(Exercise materials Opens)

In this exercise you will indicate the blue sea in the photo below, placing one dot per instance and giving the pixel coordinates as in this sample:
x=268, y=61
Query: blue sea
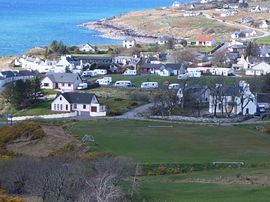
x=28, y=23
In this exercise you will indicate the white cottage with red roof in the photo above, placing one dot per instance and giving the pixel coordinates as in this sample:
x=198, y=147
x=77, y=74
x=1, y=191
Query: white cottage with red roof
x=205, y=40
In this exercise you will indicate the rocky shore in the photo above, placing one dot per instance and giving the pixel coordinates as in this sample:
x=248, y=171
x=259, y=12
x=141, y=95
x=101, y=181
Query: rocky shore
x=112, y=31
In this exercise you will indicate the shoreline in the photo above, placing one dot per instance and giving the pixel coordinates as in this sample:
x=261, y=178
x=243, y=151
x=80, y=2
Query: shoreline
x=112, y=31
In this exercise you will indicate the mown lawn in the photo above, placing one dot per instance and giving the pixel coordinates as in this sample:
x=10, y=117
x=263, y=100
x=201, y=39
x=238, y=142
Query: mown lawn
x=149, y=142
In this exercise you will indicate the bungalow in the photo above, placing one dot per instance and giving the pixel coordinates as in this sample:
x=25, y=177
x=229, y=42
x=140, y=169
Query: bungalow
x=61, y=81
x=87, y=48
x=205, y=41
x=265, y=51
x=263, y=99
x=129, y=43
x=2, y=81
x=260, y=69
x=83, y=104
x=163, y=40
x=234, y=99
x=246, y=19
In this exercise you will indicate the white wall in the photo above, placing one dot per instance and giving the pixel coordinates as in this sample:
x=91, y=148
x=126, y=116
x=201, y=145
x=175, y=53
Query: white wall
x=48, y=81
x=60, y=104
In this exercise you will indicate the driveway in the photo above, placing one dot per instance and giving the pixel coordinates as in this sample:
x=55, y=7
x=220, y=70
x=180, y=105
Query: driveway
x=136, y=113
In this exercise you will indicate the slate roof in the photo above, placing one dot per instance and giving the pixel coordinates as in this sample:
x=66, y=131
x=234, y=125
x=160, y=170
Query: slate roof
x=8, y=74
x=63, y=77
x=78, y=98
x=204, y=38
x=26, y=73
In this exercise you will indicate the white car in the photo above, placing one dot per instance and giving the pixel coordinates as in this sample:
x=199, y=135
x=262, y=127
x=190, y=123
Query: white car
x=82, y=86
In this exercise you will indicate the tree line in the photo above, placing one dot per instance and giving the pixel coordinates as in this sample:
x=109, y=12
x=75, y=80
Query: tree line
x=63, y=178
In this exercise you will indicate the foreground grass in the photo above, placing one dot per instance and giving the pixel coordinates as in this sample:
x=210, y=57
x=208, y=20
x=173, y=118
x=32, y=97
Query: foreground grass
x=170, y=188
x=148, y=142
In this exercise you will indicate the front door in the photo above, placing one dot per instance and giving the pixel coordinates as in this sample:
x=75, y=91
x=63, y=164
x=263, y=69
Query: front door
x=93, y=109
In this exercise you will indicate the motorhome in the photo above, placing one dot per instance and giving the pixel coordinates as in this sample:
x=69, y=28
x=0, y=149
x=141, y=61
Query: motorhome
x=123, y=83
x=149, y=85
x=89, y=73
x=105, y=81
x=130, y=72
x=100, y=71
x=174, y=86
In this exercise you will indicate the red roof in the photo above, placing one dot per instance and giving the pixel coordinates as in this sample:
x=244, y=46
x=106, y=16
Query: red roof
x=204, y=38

(Exercise materials Closes)
(Exercise materials Opens)

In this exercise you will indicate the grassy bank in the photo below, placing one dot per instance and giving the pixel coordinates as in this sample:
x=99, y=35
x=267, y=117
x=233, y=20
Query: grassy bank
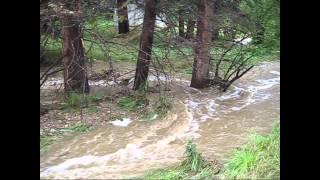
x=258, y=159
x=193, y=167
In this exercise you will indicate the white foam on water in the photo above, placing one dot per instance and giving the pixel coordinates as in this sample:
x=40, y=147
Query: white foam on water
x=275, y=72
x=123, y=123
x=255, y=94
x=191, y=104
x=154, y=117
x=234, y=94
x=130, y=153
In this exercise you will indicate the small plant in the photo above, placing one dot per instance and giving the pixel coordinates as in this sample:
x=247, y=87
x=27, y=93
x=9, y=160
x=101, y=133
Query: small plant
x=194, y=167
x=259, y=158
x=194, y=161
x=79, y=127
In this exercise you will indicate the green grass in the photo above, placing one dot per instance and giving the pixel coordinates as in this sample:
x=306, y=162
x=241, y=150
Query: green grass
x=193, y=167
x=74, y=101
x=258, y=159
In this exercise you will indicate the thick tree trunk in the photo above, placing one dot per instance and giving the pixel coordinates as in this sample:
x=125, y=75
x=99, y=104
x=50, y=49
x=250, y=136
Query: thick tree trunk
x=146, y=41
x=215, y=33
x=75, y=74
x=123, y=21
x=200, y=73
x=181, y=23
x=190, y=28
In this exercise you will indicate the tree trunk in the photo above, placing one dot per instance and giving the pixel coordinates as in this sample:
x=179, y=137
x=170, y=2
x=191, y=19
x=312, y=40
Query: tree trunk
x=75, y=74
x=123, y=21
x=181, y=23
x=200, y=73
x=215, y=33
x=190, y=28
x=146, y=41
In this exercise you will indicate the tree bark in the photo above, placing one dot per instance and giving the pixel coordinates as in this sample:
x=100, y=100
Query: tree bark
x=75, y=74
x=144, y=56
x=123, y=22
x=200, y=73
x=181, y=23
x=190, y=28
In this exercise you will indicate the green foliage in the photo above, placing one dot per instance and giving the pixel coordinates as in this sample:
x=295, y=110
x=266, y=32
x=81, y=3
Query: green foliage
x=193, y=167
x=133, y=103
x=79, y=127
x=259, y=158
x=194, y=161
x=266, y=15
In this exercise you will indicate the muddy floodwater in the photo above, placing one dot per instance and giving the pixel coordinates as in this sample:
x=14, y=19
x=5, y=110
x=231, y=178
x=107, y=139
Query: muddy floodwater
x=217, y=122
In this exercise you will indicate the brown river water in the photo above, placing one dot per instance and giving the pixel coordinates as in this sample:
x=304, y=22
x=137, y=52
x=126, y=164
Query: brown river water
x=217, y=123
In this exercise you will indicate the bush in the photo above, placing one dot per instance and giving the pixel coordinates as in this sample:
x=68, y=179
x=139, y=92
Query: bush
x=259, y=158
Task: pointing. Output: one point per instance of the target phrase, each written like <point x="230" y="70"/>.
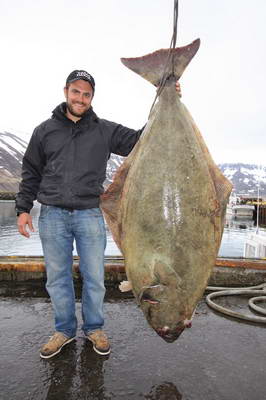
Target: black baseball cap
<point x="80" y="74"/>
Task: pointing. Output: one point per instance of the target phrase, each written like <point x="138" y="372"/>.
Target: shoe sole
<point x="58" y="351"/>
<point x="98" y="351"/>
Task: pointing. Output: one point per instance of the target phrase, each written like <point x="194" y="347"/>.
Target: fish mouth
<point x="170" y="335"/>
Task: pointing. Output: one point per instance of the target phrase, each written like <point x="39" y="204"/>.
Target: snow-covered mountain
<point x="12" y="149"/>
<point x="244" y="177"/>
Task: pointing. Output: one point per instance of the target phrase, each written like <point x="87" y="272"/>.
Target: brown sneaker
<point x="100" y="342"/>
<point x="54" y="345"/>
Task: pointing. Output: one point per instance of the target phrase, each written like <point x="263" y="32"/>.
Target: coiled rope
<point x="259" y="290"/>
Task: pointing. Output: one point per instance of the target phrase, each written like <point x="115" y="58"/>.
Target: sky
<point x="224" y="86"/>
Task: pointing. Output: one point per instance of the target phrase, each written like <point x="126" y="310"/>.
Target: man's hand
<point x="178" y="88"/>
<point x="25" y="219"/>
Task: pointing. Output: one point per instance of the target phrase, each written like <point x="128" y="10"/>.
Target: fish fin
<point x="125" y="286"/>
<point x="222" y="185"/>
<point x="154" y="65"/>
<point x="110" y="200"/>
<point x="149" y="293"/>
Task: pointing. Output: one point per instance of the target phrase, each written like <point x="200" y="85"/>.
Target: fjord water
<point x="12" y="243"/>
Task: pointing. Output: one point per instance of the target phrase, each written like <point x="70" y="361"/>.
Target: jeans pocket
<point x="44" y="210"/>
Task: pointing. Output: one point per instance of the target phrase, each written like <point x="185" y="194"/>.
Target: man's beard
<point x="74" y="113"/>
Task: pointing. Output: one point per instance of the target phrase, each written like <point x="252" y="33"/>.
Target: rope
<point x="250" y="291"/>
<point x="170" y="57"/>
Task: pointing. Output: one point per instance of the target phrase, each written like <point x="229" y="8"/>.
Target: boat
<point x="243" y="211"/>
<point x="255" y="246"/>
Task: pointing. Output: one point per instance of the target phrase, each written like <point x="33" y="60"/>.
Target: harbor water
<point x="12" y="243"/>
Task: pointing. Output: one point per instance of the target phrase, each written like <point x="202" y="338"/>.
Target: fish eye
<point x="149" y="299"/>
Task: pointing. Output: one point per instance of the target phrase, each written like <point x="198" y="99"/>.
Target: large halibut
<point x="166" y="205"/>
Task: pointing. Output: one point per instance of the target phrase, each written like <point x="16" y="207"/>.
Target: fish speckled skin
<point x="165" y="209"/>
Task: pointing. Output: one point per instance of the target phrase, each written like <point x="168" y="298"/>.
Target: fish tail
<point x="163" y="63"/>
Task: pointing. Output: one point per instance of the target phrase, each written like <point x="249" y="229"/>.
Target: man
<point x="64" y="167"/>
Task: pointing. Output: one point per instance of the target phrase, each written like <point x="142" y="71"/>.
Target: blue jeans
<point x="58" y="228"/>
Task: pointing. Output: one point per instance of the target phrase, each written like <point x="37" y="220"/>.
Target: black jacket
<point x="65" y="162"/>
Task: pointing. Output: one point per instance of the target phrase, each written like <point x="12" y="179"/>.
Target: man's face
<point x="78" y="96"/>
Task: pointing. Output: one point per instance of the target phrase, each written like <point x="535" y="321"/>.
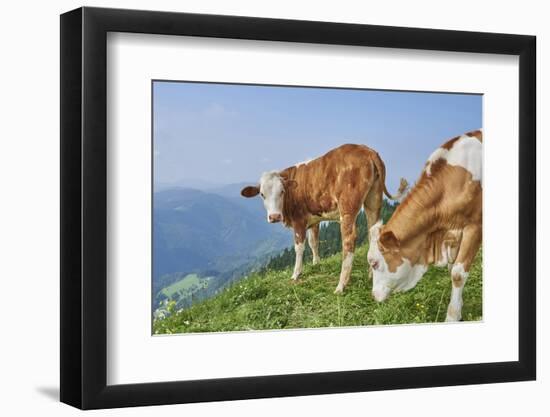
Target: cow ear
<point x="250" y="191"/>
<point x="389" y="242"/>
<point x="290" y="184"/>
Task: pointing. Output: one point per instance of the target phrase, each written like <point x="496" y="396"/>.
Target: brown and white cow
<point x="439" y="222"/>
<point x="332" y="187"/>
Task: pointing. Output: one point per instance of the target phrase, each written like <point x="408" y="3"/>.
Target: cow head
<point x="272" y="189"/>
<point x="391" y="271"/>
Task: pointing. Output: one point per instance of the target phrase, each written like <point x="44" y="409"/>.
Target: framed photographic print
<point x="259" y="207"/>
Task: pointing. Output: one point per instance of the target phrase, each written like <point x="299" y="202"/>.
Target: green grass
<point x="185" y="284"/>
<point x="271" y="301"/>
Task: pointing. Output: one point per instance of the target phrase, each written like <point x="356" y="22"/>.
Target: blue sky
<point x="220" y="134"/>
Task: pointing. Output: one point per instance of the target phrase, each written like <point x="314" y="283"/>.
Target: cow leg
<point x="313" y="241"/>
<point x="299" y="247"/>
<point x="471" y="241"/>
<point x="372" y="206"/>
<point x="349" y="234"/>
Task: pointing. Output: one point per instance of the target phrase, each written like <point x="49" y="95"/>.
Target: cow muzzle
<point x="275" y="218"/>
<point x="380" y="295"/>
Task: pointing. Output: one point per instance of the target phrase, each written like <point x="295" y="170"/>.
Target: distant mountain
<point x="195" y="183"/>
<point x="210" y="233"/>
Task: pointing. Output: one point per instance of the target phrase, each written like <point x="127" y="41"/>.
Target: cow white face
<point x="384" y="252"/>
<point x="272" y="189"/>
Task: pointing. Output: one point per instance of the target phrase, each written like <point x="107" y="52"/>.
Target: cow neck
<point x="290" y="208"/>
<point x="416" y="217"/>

(Exercise materials Closes)

▸ Task directions:
List every line above containing the word "below".

▸ Response area:
In this exercise you will indicate the blue sea in the photo below, placing one dot per instance and giving the pixel coordinates as in this sample:
In this exercise you will indicate the grassy bank in the photo below, placing one dot per instance and giving the pixel coordinates as in this sample:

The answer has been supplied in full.